Work instructions:
Would you repeat the listing exactly but omit every picture?

Data listing:

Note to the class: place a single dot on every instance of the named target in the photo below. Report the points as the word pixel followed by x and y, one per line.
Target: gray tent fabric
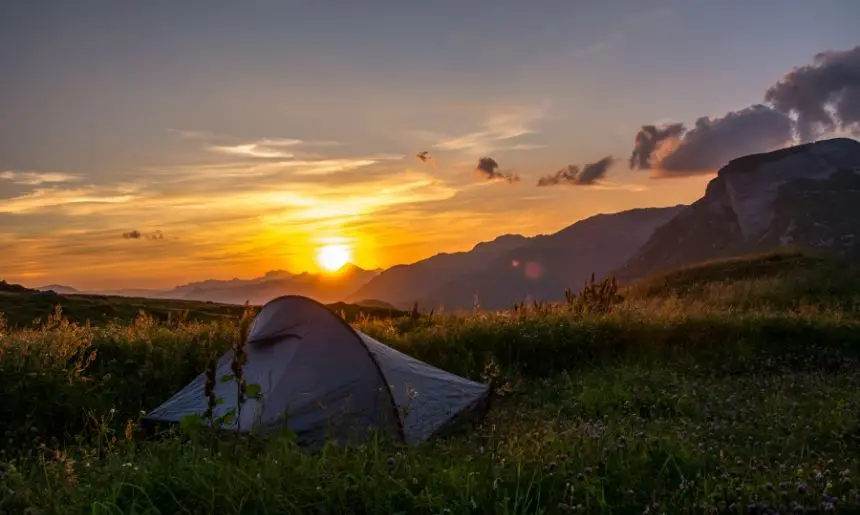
pixel 325 379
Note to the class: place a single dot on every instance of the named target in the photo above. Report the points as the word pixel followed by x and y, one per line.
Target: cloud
pixel 675 150
pixel 649 139
pixel 266 148
pixel 496 129
pixel 57 198
pixel 589 175
pixel 825 95
pixel 137 235
pixel 489 168
pixel 808 102
pixel 37 178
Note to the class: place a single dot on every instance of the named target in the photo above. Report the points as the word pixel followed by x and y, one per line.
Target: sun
pixel 332 257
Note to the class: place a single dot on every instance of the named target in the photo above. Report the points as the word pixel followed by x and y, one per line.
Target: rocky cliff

Solution for this problem:
Note to the class: place a single dot on every instance of the named target in the photo below. Report the points as the word pixel followed by x and y, one per line.
Target: gray tent fabric
pixel 325 379
Note to the class: place a single dot on every instance of the named target in the photo above. Report the points as the word pixel followed by x and y, one per line.
Target: cloud
pixel 675 150
pixel 649 139
pixel 266 148
pixel 496 129
pixel 57 198
pixel 589 175
pixel 825 95
pixel 137 235
pixel 489 168
pixel 808 102
pixel 37 178
Note to the class: place a single dot on every instance of the named target in the photo above. Report the points as the word pixel followed by x and y, one per line.
Target: sun
pixel 332 257
Note to the class: place a single dot on every instance of the named target in the photo above. Report the points as the word pixel followed by x and y, one per line.
Target: rocky cliff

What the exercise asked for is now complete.